*What is needed:* Reproduce the data below line for line without any changes, leaving out the pictures.

*Records:*
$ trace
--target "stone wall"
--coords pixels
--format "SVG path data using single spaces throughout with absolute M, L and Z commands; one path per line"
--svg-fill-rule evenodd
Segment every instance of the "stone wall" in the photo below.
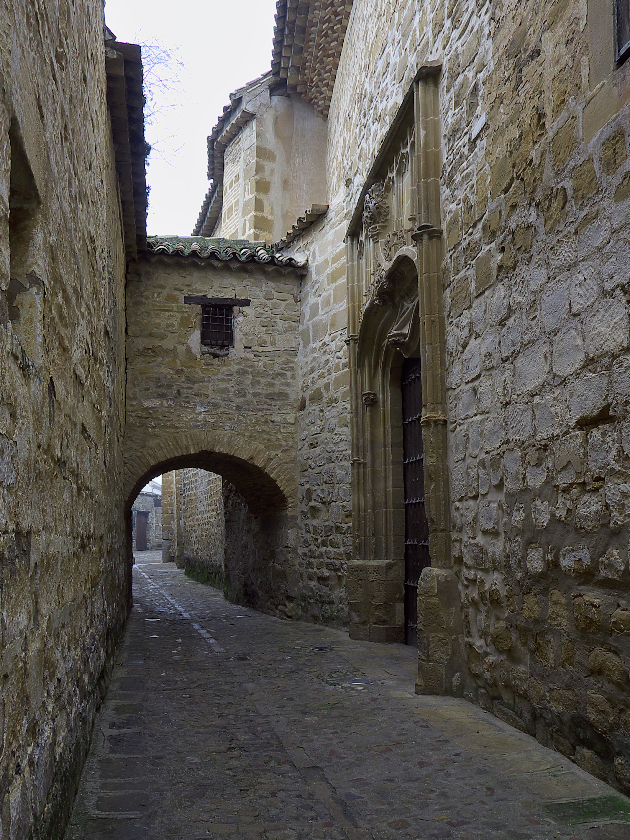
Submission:
M 447 690 L 627 788 L 628 70 L 609 5 L 356 0 L 328 182 L 329 213 L 352 213 L 417 69 L 440 62 L 466 663 Z
M 326 199 L 326 122 L 296 93 L 271 91 L 269 76 L 237 92 L 249 115 L 225 128 L 223 202 L 212 235 L 277 242 Z M 236 95 L 233 94 L 236 99 Z M 215 166 L 222 152 L 214 147 Z
M 346 625 L 352 559 L 350 394 L 346 339 L 345 228 L 331 207 L 291 247 L 308 255 L 300 314 L 299 616 Z
M 130 596 L 102 4 L 0 3 L 0 834 L 60 837 Z

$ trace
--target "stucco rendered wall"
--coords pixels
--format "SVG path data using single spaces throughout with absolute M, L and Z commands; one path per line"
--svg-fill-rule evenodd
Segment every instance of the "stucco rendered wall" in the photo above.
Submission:
M 417 69 L 441 62 L 465 662 L 446 688 L 629 790 L 628 66 L 602 57 L 601 5 L 355 0 L 328 186 L 348 218 Z
M 131 594 L 125 260 L 101 0 L 0 21 L 0 835 L 19 840 L 63 834 Z
M 302 617 L 344 626 L 347 562 L 352 558 L 350 400 L 346 339 L 343 206 L 305 232 L 308 254 L 300 315 L 298 403 Z
M 213 236 L 279 241 L 326 201 L 326 121 L 297 94 L 251 83 L 253 116 L 225 149 L 221 218 Z

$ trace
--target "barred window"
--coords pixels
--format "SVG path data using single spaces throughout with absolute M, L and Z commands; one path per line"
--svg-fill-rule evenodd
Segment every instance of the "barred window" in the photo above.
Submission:
M 615 0 L 615 52 L 617 63 L 630 55 L 630 0 Z
M 234 330 L 232 307 L 202 307 L 202 344 L 204 347 L 232 347 Z
M 184 303 L 202 307 L 202 353 L 227 356 L 228 349 L 234 346 L 234 307 L 249 307 L 251 301 L 239 297 L 207 297 L 205 295 L 184 295 Z

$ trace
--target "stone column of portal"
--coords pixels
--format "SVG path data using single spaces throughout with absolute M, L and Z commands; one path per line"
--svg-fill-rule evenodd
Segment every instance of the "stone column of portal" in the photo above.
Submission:
M 162 563 L 175 560 L 175 473 L 162 475 Z
M 457 694 L 463 689 L 463 625 L 459 581 L 452 570 L 450 494 L 446 438 L 446 340 L 442 294 L 444 254 L 439 178 L 442 125 L 439 66 L 423 67 L 415 81 L 420 343 L 423 360 L 423 439 L 425 509 L 431 567 L 417 587 L 417 694 Z

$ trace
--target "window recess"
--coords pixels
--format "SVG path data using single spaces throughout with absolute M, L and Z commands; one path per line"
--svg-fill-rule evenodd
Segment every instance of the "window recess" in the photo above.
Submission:
M 621 64 L 630 56 L 630 0 L 615 0 L 615 57 Z
M 227 355 L 234 346 L 234 307 L 249 307 L 250 301 L 239 297 L 205 297 L 186 295 L 184 303 L 202 307 L 202 347 L 213 355 Z

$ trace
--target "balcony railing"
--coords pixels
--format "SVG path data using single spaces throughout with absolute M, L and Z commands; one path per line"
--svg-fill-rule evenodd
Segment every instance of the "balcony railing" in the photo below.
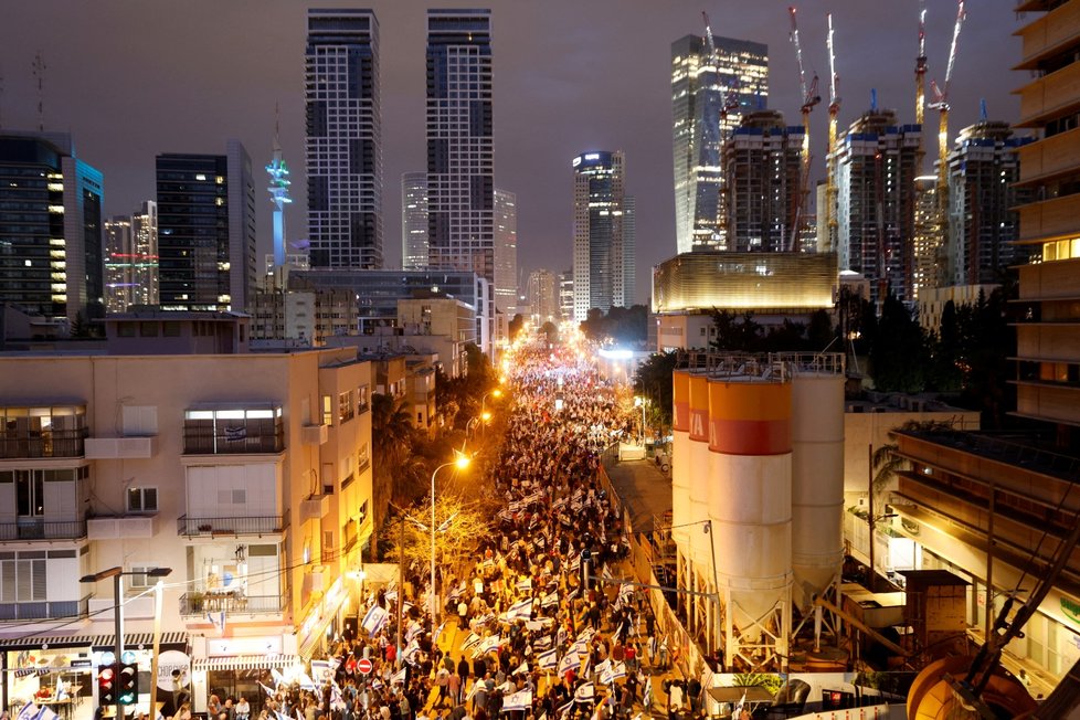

*Finished exercise:*
$ trace
--target "stone wall"
--coords pixels
--format "SVG path data using single spaces throughout with absolute M, L and Z commands; one path per line"
--svg-fill-rule evenodd
Segment every instance of the "stone wall" in the photo below.
Submission:
M 447 690 L 627 788 L 628 70 L 609 5 L 356 0 L 328 182 L 329 213 L 352 213 L 417 69 L 440 62 L 466 663 Z
M 326 199 L 326 122 L 296 93 L 271 91 L 269 76 L 237 92 L 249 115 L 225 128 L 223 202 L 212 235 L 277 242 Z M 236 95 L 233 94 L 236 99 Z M 215 166 L 222 152 L 214 147 Z
M 346 625 L 352 559 L 350 394 L 346 339 L 345 228 L 331 207 L 291 247 L 308 255 L 300 314 L 299 616 Z
M 130 596 L 102 4 L 0 3 L 0 834 L 60 837 Z

$ trace
--target "stucco rendered wall"
--coords pixels
--format "SVG path data using single spaces throughout with absolute M, L and Z commands; one path per line"
--svg-fill-rule evenodd
Segment every instance of the "stucco rendered wall" in the photo above.
Submission:
M 417 69 L 441 62 L 465 662 L 446 688 L 629 790 L 628 66 L 602 57 L 601 5 L 355 0 L 328 186 L 348 218 Z
M 131 594 L 125 260 L 101 0 L 0 21 L 0 835 L 19 840 L 63 834 Z
M 302 617 L 344 626 L 347 562 L 352 558 L 350 400 L 346 339 L 343 206 L 305 232 L 308 254 L 300 315 L 298 403 Z
M 213 236 L 279 241 L 326 201 L 326 121 L 297 94 L 251 83 L 253 116 L 225 149 L 221 218 Z

$ trace
--target "barred window"
--coords pixels
--format "SVG path data using single spaces throughout with absolute M, L and Z commands; one path per line"
--svg-fill-rule evenodd
Segment every instance of the "barred window" in the photo above.
Submission:
M 615 0 L 615 52 L 617 63 L 630 55 L 630 0 Z
M 234 330 L 232 307 L 202 307 L 202 344 L 204 347 L 232 347 Z
M 184 303 L 202 307 L 202 353 L 227 356 L 228 349 L 234 346 L 234 307 L 249 307 L 251 301 L 239 297 L 207 297 L 205 295 L 184 295 Z

$ trace
--target "stone column of portal"
--coords pixels
--format "SVG path data using single spaces throughout with absolute M, L and Z commands; one path per line"
--svg-fill-rule evenodd
Segment every instance of the "stone column of portal" in the photo above.
Submission:
M 162 563 L 175 560 L 175 473 L 162 475 Z
M 457 694 L 463 689 L 463 625 L 459 581 L 452 570 L 450 494 L 446 438 L 446 340 L 442 294 L 444 254 L 439 178 L 442 125 L 439 66 L 423 67 L 415 81 L 420 343 L 423 360 L 423 439 L 425 509 L 431 567 L 417 587 L 417 694 Z

$ trace
--target "window recess"
--coords pixels
--format "SVG path data using single spaces throughout with absolute M, L and Z commands; one path per line"
--svg-fill-rule evenodd
Segment every instance of the "window recess" in the photo above.
Submission:
M 621 64 L 630 56 L 630 0 L 615 0 L 615 57 Z
M 227 355 L 234 346 L 234 307 L 249 307 L 250 301 L 239 297 L 205 297 L 186 295 L 184 303 L 202 307 L 202 347 L 213 355 Z

$ trace
--target "balcony railing"
--coords pixels
--format "SVG path data using single spaces throughout with absolute M, L and Z commands; one path per line"
--svg-fill-rule evenodd
Segment every instance of the "balcony railing" in the photo below.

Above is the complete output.